The Patrick Henry Building is a historic building located in Richmond, Virginia. Formerly designated simply as the Old State Library or the Virginia State Library and Archives and Virginia Supreme Court, it was renovated, then rededicated and renamed for the Founding Father and former Virginia Governor Patrick Henry on June 13, 2005.

==Description==
The limestone-sheathed steel-core building was built in a modernist style for government buildings sometimes called Art Deco or Stripped Classicism. Three teams of architects designed the building: Baskerville & Son; Carneal, Johnston and Wright; and consulting architects Githens & Keally.

The minimal exterior ornamentation was intended to direct attention to the nearby Virginia State Capitol. The two main entrances refer to its original two functions, as do the quotations from famous Virginians inscribed on the four sides (all-caps removed; periods for original colons):

- The judicial department comes home in its effects to every mans fireside. It passes on his property his reputation his life his all. John Marshall (north elevation)
- Liberty and learning: both best supported when leaning on each other. James Madison (east elevation)
- Reason and free inquiry are the only effectual agents against error. They are the natural enemies of error and of error only. Thomas Jefferson (south elevation)
- A knowledge of books is the basis upon which other knowledge is to be built. George Washington (west elevation)

The extensive 2003-2005 renovation retained the original entrances and many inside Art Deco details (such as wood paneling, marble features and copper light fixtures), but modernized the plumbing, HVAC and electrical systems (removing hazardous materials). It also replaced the library stacks which had served as supportive core for the steel-frame building with modern core amenities. Some elements of the building's expansion in 1970 were also removed.

==History==
Constructed by the Works Progress Administration during the New Deal, the building served as the home of the Supreme Court of Virginia (formerly known as the Supreme Court of Appeals per the inscription above the Broad Street entrance) until it moved to the renovated former Federal Reserve Building in 1978. The entrance facing the capitol refers to the Virginia State Library, now known as the Library of Virginia, which moved to a new building at Ninth and Broad Streets (as well as an offsite storage annex) in 1996. The Supreme Court and Library had moved from the Virginia State Library-Oliver Hill Building in 1939. This building's former reading rooms also temporarily housed Virginia General Assembly sessions in 2006 and 2007, during renovations to the capitol.

The building was added to the National Register of Historic Places in 2005, under its former name. As of 2020, the building housed the Governor's office as well as other government offices.

===Historical marker===
In 2017, the Virginia Department of Historic Resources dedicated a state historical marker outside the building. It tells the story of Richard and Mildred Loving, the plaintiffs in the 1967 Supreme Court case Loving v. Virginia which overturned Virginia's law against interracial marriage. The building was chosen as the site of the marker because it housed the Supreme Court of Appeals, where the Lovings' case was heard.

The marker reads:

"Loving v. Virginia

Richard Loving and Mildred Jeter, defined under Virginia's 1924 Racial Integrity Act as an interracial couple, married in June 1958 in Washington, D.C., and returned home to Caroline County. Arrested in July for violating Virginia's laws against interracial marriage, the Lovings were convicted and sentenced to one year in jail, suspended on the condition that they leave Virginia. In 1963 they obtained help from the American Civil Liberties Union, which unsuccessfully sought to reverse their convictions in the state courts of Virginia and then appealed to the U.S. Supreme Court, which, in the case Loving v. Virginia (1967), overturned all state laws restricting marriage on the basis of race."

### SOURCE DATA
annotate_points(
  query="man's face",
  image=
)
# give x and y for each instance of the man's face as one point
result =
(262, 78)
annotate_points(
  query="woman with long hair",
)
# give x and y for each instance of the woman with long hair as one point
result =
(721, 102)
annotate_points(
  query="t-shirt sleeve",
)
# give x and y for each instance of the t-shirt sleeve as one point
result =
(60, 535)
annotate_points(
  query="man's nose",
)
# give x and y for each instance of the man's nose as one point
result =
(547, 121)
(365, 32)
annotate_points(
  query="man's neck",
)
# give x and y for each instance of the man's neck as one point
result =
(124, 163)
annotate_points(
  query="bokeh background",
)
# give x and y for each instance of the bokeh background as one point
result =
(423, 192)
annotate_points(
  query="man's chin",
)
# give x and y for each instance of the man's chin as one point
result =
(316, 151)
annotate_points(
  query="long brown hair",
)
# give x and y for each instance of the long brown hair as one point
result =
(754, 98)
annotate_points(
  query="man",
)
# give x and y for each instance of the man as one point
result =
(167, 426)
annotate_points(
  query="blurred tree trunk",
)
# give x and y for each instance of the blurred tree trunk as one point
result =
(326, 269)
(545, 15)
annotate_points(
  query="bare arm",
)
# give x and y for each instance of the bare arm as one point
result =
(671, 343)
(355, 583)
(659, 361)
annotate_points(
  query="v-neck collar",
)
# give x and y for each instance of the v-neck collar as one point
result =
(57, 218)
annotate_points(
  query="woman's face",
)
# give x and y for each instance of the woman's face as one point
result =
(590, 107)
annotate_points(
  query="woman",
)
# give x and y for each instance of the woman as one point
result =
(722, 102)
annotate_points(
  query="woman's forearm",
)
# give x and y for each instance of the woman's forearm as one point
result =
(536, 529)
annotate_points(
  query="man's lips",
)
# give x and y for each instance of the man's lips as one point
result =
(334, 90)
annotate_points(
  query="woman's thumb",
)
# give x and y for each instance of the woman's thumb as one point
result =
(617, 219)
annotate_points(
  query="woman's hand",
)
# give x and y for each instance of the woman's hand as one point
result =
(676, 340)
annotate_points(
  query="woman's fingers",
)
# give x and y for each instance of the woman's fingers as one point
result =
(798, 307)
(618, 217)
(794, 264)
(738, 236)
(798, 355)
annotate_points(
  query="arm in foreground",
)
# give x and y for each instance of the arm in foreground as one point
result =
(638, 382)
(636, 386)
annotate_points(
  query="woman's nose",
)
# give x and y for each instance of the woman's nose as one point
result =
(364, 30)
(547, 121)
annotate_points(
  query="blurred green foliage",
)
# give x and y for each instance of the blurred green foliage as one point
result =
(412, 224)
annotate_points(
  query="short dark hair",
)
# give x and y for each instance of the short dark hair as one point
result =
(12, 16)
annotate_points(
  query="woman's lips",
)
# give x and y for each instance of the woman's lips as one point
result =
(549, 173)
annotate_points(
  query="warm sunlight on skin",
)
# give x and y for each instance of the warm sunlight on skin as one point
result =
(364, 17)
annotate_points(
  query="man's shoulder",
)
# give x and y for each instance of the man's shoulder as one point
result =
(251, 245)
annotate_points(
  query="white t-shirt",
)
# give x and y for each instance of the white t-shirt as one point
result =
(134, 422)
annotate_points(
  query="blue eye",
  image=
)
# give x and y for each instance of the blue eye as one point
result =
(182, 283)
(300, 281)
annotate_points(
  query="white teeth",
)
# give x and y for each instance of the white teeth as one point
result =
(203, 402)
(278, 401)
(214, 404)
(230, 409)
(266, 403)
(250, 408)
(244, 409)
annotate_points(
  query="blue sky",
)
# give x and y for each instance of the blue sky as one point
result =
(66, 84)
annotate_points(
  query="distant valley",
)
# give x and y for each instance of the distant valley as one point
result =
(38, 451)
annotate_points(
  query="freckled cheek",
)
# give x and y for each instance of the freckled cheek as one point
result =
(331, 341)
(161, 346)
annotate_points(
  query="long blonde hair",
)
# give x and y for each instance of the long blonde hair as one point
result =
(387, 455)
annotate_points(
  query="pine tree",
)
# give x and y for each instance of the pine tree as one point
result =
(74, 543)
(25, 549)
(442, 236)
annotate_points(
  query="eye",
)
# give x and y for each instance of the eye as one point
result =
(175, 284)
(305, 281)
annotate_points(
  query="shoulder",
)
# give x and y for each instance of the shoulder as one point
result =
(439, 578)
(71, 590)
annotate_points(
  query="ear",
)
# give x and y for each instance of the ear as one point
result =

### THE PROBLEM
In the Patrick Henry Building text, list every person whose quotation is inscribed on the building, with the side where each appears.

### RESULT OF THIS EXERCISE
- John Marshall: north elevation
- James Madison: east elevation
- Thomas Jefferson: south elevation
- George Washington: west elevation